To do: Find the word "person" in the records and copy every line where it occurs.
*** Data shown ***
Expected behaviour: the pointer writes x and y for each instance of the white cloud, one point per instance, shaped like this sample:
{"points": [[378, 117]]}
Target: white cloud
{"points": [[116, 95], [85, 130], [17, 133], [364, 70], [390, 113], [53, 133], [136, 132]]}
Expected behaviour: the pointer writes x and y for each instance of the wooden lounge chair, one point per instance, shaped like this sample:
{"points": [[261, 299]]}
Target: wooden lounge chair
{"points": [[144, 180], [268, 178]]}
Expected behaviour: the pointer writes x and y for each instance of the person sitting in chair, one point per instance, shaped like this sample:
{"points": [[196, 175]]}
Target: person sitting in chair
***
*** Data shown ***
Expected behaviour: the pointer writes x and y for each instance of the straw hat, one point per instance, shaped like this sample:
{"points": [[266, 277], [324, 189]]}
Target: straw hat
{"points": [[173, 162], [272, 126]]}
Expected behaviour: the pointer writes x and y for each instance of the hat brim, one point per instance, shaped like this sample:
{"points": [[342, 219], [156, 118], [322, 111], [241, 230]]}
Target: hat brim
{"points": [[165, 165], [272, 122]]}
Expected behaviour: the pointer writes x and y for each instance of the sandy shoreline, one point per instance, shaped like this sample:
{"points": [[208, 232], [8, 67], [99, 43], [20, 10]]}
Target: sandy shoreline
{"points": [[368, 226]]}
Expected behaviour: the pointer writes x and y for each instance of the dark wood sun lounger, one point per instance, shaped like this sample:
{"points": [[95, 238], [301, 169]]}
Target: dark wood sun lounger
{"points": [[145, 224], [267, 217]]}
***
Result:
Expected behaviour: the pointer writes x and y for each instance of the person sitting in chair, one point per instance, shaped like this sample:
Target: person sitting in chair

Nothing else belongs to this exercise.